TASKS TO CARRY OUT:
(1) Transcribe the stretch of the private equity excerpt from "Silver Lake, the" through "a long relationship.".
(2) In the private equity excerpt, how much uncommitted capital did PE firms have available five years earlier?
(3) Take the private equity excerpt further, picking up after its last sentence.

EXCERPT TO READ:
______________________________
Some regard 2023 as a transitional year: while some bankers fear a "golden decade" for PE has come to an end as higher interest rates increase funding costs and hurt returns, most observers are more upbeat.

After all, PE firms have US$2.6trn in dry powder, or uncommitted capital, available to use, according to an estimate from S&P Global Market Intelligence and Preqin. That is up from US$2.4trn a year earlier and US$1.8trn five years ago.

So a lot of work in 2023 involved preparing owners and companies to be able to move when conditions turn more favourable – possibly in 2024.

“There is a strong pipeline of high-quality sponsor transactions to come. Some exits that were earmarked for 2023 will still happen, but have been pushed out into 2024,” said Hessberger.

Pets and fruit

Silver Lake, the California-based firm that invests in technology and entertainment companies and has a portfolio worth more than US$1trn, had a busy year and JP Morgan was often alongside it, continuing a long relationship.
______________________________
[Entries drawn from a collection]

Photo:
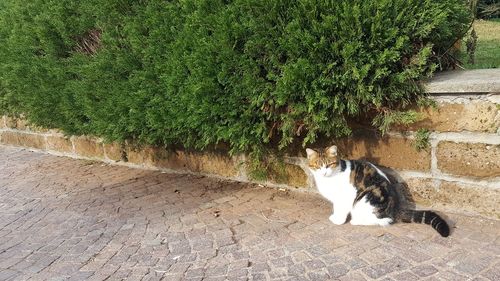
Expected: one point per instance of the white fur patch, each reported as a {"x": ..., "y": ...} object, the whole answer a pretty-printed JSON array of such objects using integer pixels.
[
  {"x": 363, "y": 214},
  {"x": 336, "y": 188},
  {"x": 380, "y": 172}
]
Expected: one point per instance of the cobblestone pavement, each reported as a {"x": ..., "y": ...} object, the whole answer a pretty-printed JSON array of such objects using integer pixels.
[{"x": 62, "y": 218}]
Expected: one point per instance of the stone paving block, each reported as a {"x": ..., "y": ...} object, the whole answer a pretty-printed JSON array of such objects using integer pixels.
[
  {"x": 469, "y": 159},
  {"x": 65, "y": 219}
]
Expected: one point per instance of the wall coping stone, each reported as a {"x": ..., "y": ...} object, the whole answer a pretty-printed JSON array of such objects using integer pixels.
[{"x": 464, "y": 81}]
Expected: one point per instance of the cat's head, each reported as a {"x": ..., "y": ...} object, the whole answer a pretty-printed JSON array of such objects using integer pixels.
[{"x": 323, "y": 162}]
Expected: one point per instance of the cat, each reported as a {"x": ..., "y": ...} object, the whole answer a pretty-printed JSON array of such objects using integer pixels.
[{"x": 360, "y": 189}]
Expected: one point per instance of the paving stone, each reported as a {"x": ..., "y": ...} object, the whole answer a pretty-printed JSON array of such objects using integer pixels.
[
  {"x": 337, "y": 270},
  {"x": 62, "y": 218},
  {"x": 424, "y": 270}
]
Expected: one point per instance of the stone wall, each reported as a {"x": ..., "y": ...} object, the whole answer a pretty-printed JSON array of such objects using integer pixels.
[{"x": 460, "y": 171}]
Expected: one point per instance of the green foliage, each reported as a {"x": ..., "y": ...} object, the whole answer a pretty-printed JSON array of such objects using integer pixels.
[
  {"x": 421, "y": 141},
  {"x": 250, "y": 73}
]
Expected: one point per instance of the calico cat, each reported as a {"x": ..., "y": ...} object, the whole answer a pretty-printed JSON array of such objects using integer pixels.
[{"x": 359, "y": 188}]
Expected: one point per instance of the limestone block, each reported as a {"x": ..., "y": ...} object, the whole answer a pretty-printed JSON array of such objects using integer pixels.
[
  {"x": 469, "y": 159},
  {"x": 390, "y": 151},
  {"x": 59, "y": 143},
  {"x": 88, "y": 147},
  {"x": 23, "y": 139}
]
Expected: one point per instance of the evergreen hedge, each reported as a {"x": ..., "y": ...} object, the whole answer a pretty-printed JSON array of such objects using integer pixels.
______________________________
RESULTS IN ORDER:
(1)
Silver Lake, the California-based firm that invests in technology and entertainment companies and has a portfolio worth more than US$1trn, had a busy year and JP Morgan was often alongside it, continuing a long relationship.

(2) US$1.8trn

(3)
The bank provided advisory and financing for Silver Lake’s €2.4bn takeover of German software firm Software AG, which followed up a €344m investment in 2021 when JP Morgan advised it on the purchase of 2% convertible notes due in 2027. It then advised and financed Silver Lake and the Canada Pension Plan Investment Board’s purchase of US software firm Qualtrics for US$12.5bn.

In November, Silver Lake finalised the sale of cloud computing specialist VMware to Broadcom for US$69bn, a deal that stood out for its complexity and for landing the PE owner a huge windfall. Silver Lake told investors that deal was a “defining moment” for the firm.

Silver Lake paid US$128m in fees in 2023, more than three times what it paid in 2022, LSEG data showed. KKR, Apollo and Blackstone were the biggest payers of sponsor fees, each shelling out more than US$600m.

That shows long relationships can pay off handsomely for banks, and why clients often stick with a trusted adviser.

Indeed, JP Morgan’s role advising BC Partners on the sale of a stake in PetSmart to Apollo in July came eight years after the bank advised the firm and other investors on their US$8.7bn purchase of the retailer.

In Asia, the bank advised IBS Software and Blackstone on the sale of a minority stake in IBS to Apax Partners in May for US$450m, also after advising IBS in 2015 on the sale of a minority stake to Blackstone.

Adding to the varied mix for sponsors' teams, the bank also advised Cinven on the sale of Planasa, a Spanish R&D company for breeding strawberries, blackberries and other berries, to EW Group.

The need to consider new structures was shown when JP Morgan advised BC Partners on the sale of a minority stake in Italian packaging machines firm IMA Group.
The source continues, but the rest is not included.